• _Request_: Count the lines in the material below that contain the string "droplet", matching case exactly, and give only that number.

========

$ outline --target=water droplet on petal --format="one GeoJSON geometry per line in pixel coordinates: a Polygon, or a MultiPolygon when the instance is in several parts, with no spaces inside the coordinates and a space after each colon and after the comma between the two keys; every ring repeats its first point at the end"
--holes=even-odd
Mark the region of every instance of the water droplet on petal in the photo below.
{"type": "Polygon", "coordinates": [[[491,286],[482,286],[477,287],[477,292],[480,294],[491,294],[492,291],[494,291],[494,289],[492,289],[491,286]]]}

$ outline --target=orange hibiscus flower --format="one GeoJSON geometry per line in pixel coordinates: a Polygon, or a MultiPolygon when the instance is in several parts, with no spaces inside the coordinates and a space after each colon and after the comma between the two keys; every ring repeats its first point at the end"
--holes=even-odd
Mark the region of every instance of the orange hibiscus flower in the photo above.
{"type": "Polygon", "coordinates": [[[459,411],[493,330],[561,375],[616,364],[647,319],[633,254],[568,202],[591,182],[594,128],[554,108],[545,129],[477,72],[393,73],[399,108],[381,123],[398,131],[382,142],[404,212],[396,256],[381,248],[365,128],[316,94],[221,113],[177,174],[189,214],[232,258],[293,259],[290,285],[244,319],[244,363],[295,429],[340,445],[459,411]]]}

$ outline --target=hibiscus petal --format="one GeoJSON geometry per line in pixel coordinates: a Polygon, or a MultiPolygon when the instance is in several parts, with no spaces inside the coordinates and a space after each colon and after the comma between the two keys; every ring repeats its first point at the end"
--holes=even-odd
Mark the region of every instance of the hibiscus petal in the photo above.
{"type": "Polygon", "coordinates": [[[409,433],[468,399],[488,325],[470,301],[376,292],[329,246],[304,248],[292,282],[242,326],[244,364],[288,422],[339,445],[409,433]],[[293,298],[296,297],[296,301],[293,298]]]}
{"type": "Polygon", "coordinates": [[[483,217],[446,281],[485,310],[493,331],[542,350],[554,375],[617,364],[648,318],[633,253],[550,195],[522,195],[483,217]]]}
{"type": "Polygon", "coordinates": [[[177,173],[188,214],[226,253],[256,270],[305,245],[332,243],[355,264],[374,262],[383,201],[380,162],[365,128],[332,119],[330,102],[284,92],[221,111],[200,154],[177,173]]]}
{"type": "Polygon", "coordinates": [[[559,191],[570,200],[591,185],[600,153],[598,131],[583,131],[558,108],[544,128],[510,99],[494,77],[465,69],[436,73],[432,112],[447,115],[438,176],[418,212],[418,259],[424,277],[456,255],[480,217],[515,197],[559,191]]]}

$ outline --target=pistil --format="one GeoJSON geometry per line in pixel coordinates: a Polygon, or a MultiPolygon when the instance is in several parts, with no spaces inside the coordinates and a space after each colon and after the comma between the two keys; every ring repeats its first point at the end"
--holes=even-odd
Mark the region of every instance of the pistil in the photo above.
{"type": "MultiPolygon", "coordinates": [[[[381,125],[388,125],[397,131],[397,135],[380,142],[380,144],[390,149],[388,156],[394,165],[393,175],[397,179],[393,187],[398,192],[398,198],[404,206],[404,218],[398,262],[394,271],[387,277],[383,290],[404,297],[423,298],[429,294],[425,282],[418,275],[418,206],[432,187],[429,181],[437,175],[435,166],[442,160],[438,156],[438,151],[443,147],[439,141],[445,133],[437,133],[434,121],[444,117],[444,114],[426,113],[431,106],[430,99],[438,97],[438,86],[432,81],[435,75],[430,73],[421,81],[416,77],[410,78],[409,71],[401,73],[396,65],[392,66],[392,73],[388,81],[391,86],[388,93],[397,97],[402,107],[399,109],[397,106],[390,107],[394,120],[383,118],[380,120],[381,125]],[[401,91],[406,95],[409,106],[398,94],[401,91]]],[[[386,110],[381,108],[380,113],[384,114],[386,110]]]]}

========

• _Solution for this exercise_: 2